* Parts of the exercise
1. Reproduce the stretch of the portal frame text from "Concrete portal frames of" through "of the structure.".
2. According to the portal frame text, why has the use of concrete portal frames not become widespread?
3. List every drawback of a monolithic concrete portal unit that the background section of the portal frame text names.

* Document excerpt
- - - - -
Portal frame system

Abstract

A precast concrete portal frame system includes two column sections and a rafter section, each of which are pre-cast off-site, each column section extending integrally toward a plane of symmetry of the portal frame to an uppermost articulated surface of each of the column sections which meet lowermost articulated surfaces of the rafter section, defining respectively opposing planes in complemental keyed relationship, the opposing planes also defining, in longitudinal cross-section, mating L-shaped surfaces, the inclined planes of the column and rafter sections provided with transverse bolting holes to provide a bolted connection between the rafter and column sections of the system. The upper part of each column section is enlarged to provide resistance to high bending moments.

Description

BACKGROUND OF THE INVENTION

The present invention relates to pre-cast concrete building components capable of assembly into constructional superstructures. The invention, more particularly, relates to a pre-cast portal frame adapted for manufacture as discreet components to thereby provide for later assembly at a construction site.

The use of concrete portal frames in building construction is well known. However, the use of such concrete portal frames has not become wide spread due to the high cost of erecting a monolithic concrete portal unit. Such a monolithic unit is awkward to cast at the site of construction and is cumbersome to erect. Further, if it is poured at a distance from the construction site, the transportation thereof is costly.

Concrete portal frames of the inventive type may be employed either to define an entrance to a structural wall or, alternatively, to provide a means for bearing the overall weight of the roof of the structure.
- - - - -
* Stored data
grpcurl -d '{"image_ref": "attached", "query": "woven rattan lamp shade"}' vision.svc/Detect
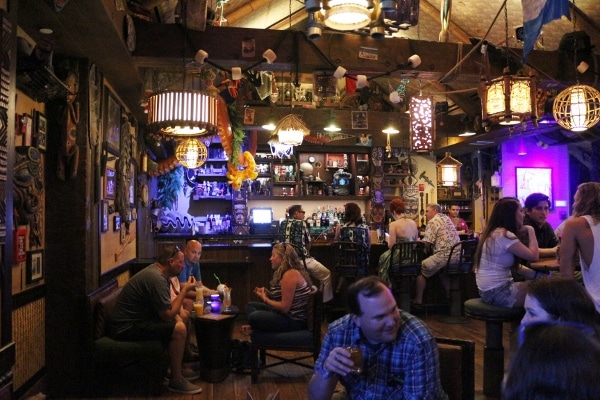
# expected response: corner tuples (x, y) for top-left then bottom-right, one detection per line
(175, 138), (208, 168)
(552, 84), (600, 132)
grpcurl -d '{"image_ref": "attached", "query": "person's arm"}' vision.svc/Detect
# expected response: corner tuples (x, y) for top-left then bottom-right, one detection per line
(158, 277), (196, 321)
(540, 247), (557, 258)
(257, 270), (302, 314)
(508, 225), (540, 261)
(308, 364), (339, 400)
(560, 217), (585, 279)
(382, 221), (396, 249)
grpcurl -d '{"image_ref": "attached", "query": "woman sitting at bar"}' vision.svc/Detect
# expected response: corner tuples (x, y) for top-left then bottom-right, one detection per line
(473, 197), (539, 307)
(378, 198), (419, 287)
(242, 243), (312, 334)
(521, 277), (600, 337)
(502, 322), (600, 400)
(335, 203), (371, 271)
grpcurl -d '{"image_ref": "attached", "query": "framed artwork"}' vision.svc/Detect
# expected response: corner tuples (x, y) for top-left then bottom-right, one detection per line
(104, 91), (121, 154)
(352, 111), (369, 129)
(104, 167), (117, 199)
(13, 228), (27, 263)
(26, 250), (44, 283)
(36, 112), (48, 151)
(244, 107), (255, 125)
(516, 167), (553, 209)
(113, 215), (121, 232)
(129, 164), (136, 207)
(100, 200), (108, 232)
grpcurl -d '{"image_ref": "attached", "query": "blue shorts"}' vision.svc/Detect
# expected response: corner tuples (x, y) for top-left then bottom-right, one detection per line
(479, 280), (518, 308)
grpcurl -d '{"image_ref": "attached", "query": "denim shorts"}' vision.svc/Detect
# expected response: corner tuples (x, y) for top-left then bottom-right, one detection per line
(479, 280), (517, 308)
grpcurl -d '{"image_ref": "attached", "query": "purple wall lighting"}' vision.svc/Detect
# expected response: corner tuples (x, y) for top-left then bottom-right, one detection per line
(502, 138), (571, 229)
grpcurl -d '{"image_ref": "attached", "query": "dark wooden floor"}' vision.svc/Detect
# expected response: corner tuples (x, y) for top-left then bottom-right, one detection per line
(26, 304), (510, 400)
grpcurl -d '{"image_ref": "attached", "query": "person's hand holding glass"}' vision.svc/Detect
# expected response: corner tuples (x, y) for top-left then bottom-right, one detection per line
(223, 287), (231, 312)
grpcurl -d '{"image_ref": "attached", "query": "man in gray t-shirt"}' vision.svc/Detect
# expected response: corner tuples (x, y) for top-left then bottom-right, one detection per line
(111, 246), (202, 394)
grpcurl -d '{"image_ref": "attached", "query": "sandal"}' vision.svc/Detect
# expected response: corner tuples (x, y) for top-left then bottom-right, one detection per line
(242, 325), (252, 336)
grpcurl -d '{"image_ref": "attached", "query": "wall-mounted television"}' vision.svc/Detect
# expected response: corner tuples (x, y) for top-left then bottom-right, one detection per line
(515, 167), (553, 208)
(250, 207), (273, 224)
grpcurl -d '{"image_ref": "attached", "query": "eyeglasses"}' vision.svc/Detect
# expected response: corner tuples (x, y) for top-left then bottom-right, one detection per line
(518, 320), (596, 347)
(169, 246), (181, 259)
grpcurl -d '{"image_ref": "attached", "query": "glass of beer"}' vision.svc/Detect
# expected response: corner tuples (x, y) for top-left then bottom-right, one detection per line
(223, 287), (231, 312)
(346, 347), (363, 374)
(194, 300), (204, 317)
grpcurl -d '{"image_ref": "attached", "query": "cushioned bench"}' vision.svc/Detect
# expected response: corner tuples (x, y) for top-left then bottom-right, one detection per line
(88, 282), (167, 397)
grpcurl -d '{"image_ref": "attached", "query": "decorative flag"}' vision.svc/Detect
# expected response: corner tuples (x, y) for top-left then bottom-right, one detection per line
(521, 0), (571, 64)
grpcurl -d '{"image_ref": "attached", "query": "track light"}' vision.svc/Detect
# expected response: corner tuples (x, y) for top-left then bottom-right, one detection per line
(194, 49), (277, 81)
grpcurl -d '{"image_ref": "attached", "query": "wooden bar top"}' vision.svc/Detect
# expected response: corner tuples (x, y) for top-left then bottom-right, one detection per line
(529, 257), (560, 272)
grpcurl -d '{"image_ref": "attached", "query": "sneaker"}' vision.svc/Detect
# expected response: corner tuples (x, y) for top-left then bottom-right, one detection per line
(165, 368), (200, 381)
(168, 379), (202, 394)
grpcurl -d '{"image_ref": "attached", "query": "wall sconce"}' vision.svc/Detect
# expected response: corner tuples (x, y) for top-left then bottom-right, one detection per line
- - - - -
* Full solutions
1.
Concrete portal frames of the inventive type may be employed either to define an entrance to a structural wall or, alternatively, to provide a means for bearing the overall weight of the roof of the structure.

2. The cost of erecting a monolithic concrete portal unit is high.

3.
- High cost of erecting
- Awkward to cast at the site of construction
- Cumbersome to erect
- Costly to transport if poured at a distance from the construction site